>> Start Text block

Datadog-agent: question: how to send correct payloads to trace-agent

Created on 26 Mar 2019  路  15Comments  路  Source: DataDog/datadog-agent

This is a follow on to #3172

I am now sending msgpack data to workaround the issue discussed there.

This is my payload, rendered as JSON for convenience:

[[{"service":"tester","start":1553612716261592697,"trace_id":16165123543596688256,"name":"span","resource":"time","duration":800971,"span_id":6701823613192035672}]]

I receive back a 200.

But closer inspection in the logs, which are using level trace, (I'm using datadog/agent:6.10.3-logs-api-key-rc.1 with a valid DD_API_KEY) I see

[ TRACE ] 2019-03-26 15:05:03 INFO (api.go:341) - [] -> traces received: 1, traces dropped: 1, traces filtered: 0, traces amount: 102 bytes, services received: 0, services amount: 0 bytes, events extracted: 0, events sampled: 0

with no reason given.

The question is: why is my trace dropped?

kinquestion teaagent-apm

Most helpful comment

Hi Sam!

From your error message it seems like you're sending the wrong media type in the Content-Type header. Valid media types are:

  • application/json
  • text/json
  • application/msgpack

But maybe I've misread the response message.

Additionally, if you take a look at our span proto definition, you'll notice that the "metrics" map takes values double (float64), not strings, that's why you get the error.

This is a datadog-agent bug: you should set the correct content-type for the payload you're responding with.

You're right. I will fix this.

Also I hope this exercise shows why it would be very useful if the datadog agent returned error codes over HTTP, because we have absolutely no way to integration test our client when it returns 200s and silently drops traces (possibly logging them)

I completely understand your frustration and share the sentiment. Unfortunately the performance benefit we get from this behavior is much more important to us now. You've already figured out yourself what the criteria for valid traces are so you should be good to go.

I'd recommend experimenting locally while you develop the tracer. I'm also here and happy to answer all your questions (that I have an answer to).

As a side note, I developed an integration testing framework which (as part of other things) runs a trace-agent process, sends payloads to it and inspects the logs. So it's definitely doable, even if not as easy as you'd like. It is located here: https://godoc.org/github.com/DataDog/datadog-agent/pkg/trace/test. This is Go however.

>> End Text block
>> Start Provided records

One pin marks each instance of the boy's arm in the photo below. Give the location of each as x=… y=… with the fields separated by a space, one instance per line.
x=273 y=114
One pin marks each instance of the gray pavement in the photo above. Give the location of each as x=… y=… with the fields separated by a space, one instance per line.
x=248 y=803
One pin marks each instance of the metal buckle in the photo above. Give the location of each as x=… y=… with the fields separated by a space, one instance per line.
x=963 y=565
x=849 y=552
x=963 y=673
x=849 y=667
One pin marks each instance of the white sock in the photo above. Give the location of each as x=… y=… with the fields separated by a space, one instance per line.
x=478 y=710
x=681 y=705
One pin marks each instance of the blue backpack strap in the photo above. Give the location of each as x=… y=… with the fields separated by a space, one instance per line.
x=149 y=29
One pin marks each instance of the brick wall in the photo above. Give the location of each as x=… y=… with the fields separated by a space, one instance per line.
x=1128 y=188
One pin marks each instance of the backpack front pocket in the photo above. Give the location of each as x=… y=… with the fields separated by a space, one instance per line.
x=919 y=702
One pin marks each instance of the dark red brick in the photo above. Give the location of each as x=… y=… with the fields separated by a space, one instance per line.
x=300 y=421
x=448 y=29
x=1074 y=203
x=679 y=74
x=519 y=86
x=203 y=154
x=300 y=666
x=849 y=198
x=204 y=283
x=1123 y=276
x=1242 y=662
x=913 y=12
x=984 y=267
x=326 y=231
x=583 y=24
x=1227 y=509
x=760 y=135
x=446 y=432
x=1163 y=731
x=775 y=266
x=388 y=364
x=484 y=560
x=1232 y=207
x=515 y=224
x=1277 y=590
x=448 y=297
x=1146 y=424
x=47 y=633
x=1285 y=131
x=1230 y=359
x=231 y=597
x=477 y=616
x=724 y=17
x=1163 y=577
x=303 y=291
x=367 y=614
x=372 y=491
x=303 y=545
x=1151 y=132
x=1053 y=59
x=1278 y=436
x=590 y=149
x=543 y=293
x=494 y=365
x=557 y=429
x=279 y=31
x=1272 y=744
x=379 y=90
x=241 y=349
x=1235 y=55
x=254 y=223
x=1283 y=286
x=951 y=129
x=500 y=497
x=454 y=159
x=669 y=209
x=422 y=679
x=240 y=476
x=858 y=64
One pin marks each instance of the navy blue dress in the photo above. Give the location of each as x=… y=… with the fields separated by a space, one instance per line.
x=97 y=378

>> End Provided records

* **Task list**:
a - Reproduce the passage of the dropped-trace thread word for word, starting at "Created on 26" and ending after "issue discussed there.".
b - Continue the dropped-trace thread from its last sentence onward.

* **Responses for each task**:
a -
Created on 26 Mar 2019  路  15Comments  路  Source: DataDog/datadog-agent

This is a follow on to #3172

I am now sending msgpack data to workaround the issue discussed there.

b -
All 15 comments

And now I'm seeing three traces in the datadog UI from other similar runs. Only difference is random number used for the span/traceid and start time.

Also, I occassionally see

[ TRACE ] 2019-03-26 15:33:48 INFO (api.go:341) - no data received

despite only sending the same payload.

What is going on? Why is the agent behaving non-deterministically?

In addition, if I attach the _sampling_priority_v1 as discussed in #3031 with @gbbr I get an error from the agent

[[{"metrics":{"_sampling_priority_v1":"2"},"service":"tester","start":1553615499238013807,"trace_id":6684673633581579890,"name":"span","resource":"time","duration":800971,"span_id":7008417499414717876}]]
Left (FailureResponse (Response {responseStatusCode = Status {statusCode = 400, statusMessage = "Bad Request"}, responseHeaders = fromList [("Content-Type","text/plain; charset=utf-8"),("X-Content-Type-Options","nosniff"),("Date","Tue, 26 Mar 2019 15:51:39 GMT"),("Content-Length","63")], responseHttpVersion = HTTP/1.1, responseBody = "msgp: attempted to decode type \"str\" with method for \"float64\"\n"}))

I tried both the 0.3 and 0.4 endpoints.

I'm guessing this is because the stringy map that isn't defined in the schema is expecting a number and not a string. This is a modelling bug, please add this field to your schema.

When I workaround this on my side, I get a decoding problem because the response type is set to text/plain;charset=utf-8 and not JSON or msgpack. This is a datadog-agent bug: you should set the correct content-type for the payload you're responding with.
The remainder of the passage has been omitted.